Nothing may be dropped or altered: reproduce all the data.

■ **Data shown**:
---*---
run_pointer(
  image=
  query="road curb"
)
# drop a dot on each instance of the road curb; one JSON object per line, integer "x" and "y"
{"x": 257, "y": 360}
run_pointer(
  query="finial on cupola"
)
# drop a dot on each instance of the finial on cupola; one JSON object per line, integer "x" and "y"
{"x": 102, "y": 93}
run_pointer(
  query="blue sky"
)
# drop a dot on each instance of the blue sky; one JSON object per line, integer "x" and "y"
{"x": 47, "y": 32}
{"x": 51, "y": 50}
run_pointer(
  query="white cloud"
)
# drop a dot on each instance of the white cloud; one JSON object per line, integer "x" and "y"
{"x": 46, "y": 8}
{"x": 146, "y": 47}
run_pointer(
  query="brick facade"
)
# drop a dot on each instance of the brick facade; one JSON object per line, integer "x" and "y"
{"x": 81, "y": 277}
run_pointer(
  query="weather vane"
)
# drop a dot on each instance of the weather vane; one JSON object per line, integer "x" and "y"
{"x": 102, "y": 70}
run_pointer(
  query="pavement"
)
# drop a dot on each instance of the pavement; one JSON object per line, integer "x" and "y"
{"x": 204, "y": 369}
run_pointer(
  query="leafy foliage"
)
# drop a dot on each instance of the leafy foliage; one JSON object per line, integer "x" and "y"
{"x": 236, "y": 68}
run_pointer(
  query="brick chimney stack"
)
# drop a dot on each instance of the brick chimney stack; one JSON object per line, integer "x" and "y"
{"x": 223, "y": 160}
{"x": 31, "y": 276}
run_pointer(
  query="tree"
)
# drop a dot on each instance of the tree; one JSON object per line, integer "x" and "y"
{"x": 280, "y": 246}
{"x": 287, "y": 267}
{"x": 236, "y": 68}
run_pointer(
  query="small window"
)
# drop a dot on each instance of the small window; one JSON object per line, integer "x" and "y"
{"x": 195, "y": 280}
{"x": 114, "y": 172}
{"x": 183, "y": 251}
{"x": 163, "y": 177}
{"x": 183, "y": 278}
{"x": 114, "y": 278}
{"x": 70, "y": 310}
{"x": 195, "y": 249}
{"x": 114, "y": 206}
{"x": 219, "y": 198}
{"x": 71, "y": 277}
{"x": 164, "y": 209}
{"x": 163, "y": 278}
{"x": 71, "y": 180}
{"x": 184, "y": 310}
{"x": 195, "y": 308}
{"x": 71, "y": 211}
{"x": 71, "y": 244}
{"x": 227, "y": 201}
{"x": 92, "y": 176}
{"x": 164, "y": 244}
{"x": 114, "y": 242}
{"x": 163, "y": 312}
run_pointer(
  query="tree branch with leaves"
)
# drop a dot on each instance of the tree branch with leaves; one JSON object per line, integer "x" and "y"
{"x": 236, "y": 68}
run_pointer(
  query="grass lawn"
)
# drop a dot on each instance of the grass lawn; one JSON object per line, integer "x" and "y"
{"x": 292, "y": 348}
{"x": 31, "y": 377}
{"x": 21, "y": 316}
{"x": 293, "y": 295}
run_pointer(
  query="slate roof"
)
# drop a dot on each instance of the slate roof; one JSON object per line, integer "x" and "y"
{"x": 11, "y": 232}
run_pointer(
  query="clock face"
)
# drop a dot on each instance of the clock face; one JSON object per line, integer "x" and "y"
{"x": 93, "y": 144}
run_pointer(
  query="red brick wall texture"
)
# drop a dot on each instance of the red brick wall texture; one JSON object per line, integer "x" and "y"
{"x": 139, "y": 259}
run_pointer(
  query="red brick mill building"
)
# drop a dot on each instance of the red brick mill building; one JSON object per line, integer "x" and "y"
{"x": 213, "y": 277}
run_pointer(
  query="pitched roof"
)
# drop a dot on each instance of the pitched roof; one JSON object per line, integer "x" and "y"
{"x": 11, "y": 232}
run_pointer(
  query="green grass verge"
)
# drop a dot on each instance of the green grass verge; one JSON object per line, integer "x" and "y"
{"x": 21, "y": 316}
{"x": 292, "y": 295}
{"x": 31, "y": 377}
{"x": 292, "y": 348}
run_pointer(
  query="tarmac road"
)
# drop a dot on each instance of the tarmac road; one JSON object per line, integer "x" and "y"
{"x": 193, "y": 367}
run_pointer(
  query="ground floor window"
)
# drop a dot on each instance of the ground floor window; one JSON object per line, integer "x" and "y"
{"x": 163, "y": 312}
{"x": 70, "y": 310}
---*---
■ **Task response**:
run_pointer(
  image=
  query="road curb"
)
# drop a dot on each instance of the road curb; one JSON object per line, integer "x" and "y"
{"x": 257, "y": 360}
run_pointer(
  query="finial on cupola"
)
# drop a dot on each instance of the finial on cupola; one JSON object per line, integer "x" and "y"
{"x": 102, "y": 93}
run_pointer(
  query="blue sky"
)
# drop a dot on each instance of the blue sky; one JSON object per line, integer "x" and "y"
{"x": 47, "y": 32}
{"x": 51, "y": 50}
run_pointer(
  query="white cloud"
)
# drop a dot on each instance of the white cloud; one JSON object per line, integer "x" and "y"
{"x": 46, "y": 8}
{"x": 146, "y": 47}
run_pointer(
  query="brick facade"
)
# drop a dot on each instance of the brick facade; one JSON object per line, integer "x" and "y"
{"x": 81, "y": 277}
run_pointer(
  query="weather vane"
)
# drop a dot on each instance of the weather vane; one JSON object per line, integer "x" and "y"
{"x": 102, "y": 70}
run_pointer(
  query="pavement"
)
# drop a dot on each instance of the pavement; one JSON object per line, integer "x" and "y"
{"x": 204, "y": 369}
run_pointer(
  query="leafy foliage"
)
# drop a dot on each instance of the leafy foliage; one JSON object per line, integer "x" and "y"
{"x": 236, "y": 68}
run_pointer(
  query="brick chimney stack"
)
# drop a dot on each instance of the brick chimney stack; one JSON object per line, integer "x" and "y"
{"x": 223, "y": 160}
{"x": 31, "y": 276}
run_pointer(
  query="tree"
)
# drop a dot on each instance of the tree; one JSON object per line, integer "x" and "y"
{"x": 280, "y": 246}
{"x": 287, "y": 267}
{"x": 236, "y": 68}
run_pointer(
  query="small window"
)
# drop a dot on each instance of the small window; one JSON object per line, integer "x" and "y"
{"x": 195, "y": 280}
{"x": 114, "y": 172}
{"x": 183, "y": 251}
{"x": 163, "y": 177}
{"x": 183, "y": 278}
{"x": 114, "y": 278}
{"x": 70, "y": 310}
{"x": 195, "y": 249}
{"x": 114, "y": 206}
{"x": 219, "y": 198}
{"x": 71, "y": 277}
{"x": 164, "y": 209}
{"x": 163, "y": 278}
{"x": 71, "y": 180}
{"x": 184, "y": 310}
{"x": 195, "y": 308}
{"x": 71, "y": 211}
{"x": 71, "y": 244}
{"x": 227, "y": 201}
{"x": 92, "y": 176}
{"x": 164, "y": 244}
{"x": 114, "y": 242}
{"x": 163, "y": 312}
run_pointer(
  query="tree branch with leaves"
)
# drop a dot on each instance of the tree branch with leaves; one JSON object per line, integer "x" and "y"
{"x": 236, "y": 68}
run_pointer(
  query="grass lawn"
)
# drop a dot on each instance of the grass lawn; one JSON object per line, integer "x" and "y"
{"x": 292, "y": 348}
{"x": 31, "y": 377}
{"x": 21, "y": 316}
{"x": 293, "y": 295}
run_pointer(
  query="slate roof"
)
# drop a dot on each instance of the slate roof; one JSON object per line, integer "x" and "y"
{"x": 11, "y": 232}
run_pointer(
  query="clock face"
)
# drop a dot on each instance of the clock face; one JSON object per line, integer "x" and "y"
{"x": 93, "y": 144}
run_pointer(
  query="red brick wall texture"
)
# drop a dot on each instance of the red brick wall texture; one JSON object per line, integer "x" and "y"
{"x": 139, "y": 259}
run_pointer(
  query="red brick mill building"
)
# drop a dot on each instance of the red brick mill building; one JSON object per line, integer "x" and "y"
{"x": 213, "y": 277}
run_pointer(
  query="pitched roof"
)
# drop a dot on each instance of the pitched roof; one JSON object per line, integer "x" and "y"
{"x": 11, "y": 232}
run_pointer(
  query="green grass verge"
)
# drop a dot on each instance of the green grass verge; one JSON object per line, integer "x" and "y"
{"x": 21, "y": 316}
{"x": 292, "y": 295}
{"x": 31, "y": 377}
{"x": 292, "y": 348}
run_pointer(
  query="tarmac road"
)
# drop a dot on each instance of the tarmac road; one JSON object per line, integer "x" and "y"
{"x": 193, "y": 367}
run_pointer(
  query="ground floor window"
)
# drop a dot on each instance of the ground floor window; one JSON object per line, integer "x" and "y"
{"x": 163, "y": 312}
{"x": 70, "y": 310}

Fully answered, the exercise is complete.